_Задание_.
Ответьте по тексту для чтения на вопросы ниже.
(а) Куда поэт пригласил Лютик, чтобы сообщить ей нечто важное?
(б) Чего, по словам Лютик, было достаточно, чтобы выслушивать его стихи и признания?
(в) Кто был возмущен, когда Осип повторил все это в комнате Лютик?

_Текст для чтения_.

┄┄┄┄┄┄┄┄┄┄

Даже через несколько лет Лютик не могла думать об этом без раздражения.

Зачем он устроил ужин при свечах? Почему во время последнего свидания вставал на колени? Для чего записал на пластинку свое любовное обращение?

Какие-нибудь дикие выходки она приняла бы с большим смирением, чем эти дары.

Вспоминая о поэте, Лютик с удивлением отмечала свое участие. Странно, что все это происходило не с кем-то из приятельниц, но именно с ней.

«Вся эта комедия, - писала она, - начала мне сильно надоедать. Для того, чтобы выслушивать его стихи и признания, достаточно было и проводов на извозчике с Морской на Таврическую…

Однажды он сказал, что хочет сообщить нечто важное и пригласил меня, для того, чтобы никто не мешал, в свой «Англетер». На вопрос, почему этого нельзя сделать у них, ответил, что это касается только меня и его. Я заранее могла сказать, что это будет, но мне хотелось покончить с этим раз и навсегда. Я ответила, что буду. Он ждал меня в банальнейшем гостиничном номере, с горящим камином и накрытым ужином. Я недовольным тоном спросила, к чему вся эта комедия, он умолял меня не портить ему праздника видеть меня наедине. Я сказала о своем намерении больше у них не бывать, он пришел в такой ужас, плакал, становился на колени, уговаривал меня пожалеть его, в сотый раз уверял, что он не может без меня жить и т.д. Скоро я ушла и больше у них не бывала. Но через пару дней Осип примчался к нам и повторил все это в моей комнате к возмущению моей мамаши, знавшей и Надюшу, которую он приводил к ней с визитом. Мне еле удалось уговорить его уйти и успокоиться».

┄┄┄┄┄┄┄┄┄┄

_Материал для анализа_.
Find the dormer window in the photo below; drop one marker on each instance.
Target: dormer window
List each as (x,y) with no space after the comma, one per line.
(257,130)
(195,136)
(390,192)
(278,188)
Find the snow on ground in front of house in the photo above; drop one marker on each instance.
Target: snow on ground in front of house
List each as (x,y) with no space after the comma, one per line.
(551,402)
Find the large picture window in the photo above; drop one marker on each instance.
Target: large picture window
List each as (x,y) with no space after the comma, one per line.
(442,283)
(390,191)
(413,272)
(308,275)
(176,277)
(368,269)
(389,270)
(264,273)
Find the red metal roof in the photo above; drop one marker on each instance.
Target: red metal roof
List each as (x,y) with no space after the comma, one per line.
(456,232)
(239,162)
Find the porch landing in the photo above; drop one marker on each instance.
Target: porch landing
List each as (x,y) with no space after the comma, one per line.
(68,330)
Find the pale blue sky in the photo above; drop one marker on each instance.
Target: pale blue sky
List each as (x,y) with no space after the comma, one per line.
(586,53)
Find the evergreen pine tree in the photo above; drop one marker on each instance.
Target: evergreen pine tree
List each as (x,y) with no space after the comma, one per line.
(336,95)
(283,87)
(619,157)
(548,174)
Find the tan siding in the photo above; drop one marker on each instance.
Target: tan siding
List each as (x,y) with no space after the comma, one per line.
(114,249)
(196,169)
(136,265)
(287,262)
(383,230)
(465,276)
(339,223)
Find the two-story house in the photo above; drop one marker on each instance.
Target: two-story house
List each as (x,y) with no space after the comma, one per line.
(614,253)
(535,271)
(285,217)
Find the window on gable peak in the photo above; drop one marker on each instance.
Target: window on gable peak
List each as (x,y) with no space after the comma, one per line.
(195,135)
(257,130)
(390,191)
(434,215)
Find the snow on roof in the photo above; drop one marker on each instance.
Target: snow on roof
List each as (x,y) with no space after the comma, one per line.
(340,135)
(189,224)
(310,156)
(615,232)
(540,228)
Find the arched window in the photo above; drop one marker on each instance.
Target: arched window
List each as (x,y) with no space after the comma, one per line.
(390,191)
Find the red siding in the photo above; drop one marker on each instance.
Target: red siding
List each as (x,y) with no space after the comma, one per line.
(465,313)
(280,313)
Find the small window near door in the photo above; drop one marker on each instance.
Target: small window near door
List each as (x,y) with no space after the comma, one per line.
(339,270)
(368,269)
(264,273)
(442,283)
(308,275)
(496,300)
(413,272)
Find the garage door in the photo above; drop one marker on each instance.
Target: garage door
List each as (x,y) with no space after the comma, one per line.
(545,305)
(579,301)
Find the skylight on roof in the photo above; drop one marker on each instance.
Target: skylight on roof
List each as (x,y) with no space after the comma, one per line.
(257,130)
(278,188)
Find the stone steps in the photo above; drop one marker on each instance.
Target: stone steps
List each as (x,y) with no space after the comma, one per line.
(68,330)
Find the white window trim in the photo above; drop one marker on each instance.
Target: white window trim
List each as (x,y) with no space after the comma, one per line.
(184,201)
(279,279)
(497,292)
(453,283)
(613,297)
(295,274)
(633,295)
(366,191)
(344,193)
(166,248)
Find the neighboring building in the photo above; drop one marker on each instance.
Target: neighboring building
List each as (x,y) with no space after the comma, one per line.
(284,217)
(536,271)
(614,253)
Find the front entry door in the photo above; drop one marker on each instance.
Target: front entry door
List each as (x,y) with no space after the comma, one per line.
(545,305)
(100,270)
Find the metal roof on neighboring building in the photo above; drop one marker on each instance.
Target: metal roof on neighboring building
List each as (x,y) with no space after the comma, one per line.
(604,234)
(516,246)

┄┄┄┄┄┄┄┄┄┄

_Поле ответа_.
(а) Поэт пригласил Лютик в свой «Англетер».
(б) Для этого было достаточно проводов на извозчике с Морской на Таврическую.
(в) Этим была возмущена мамаша Лютик.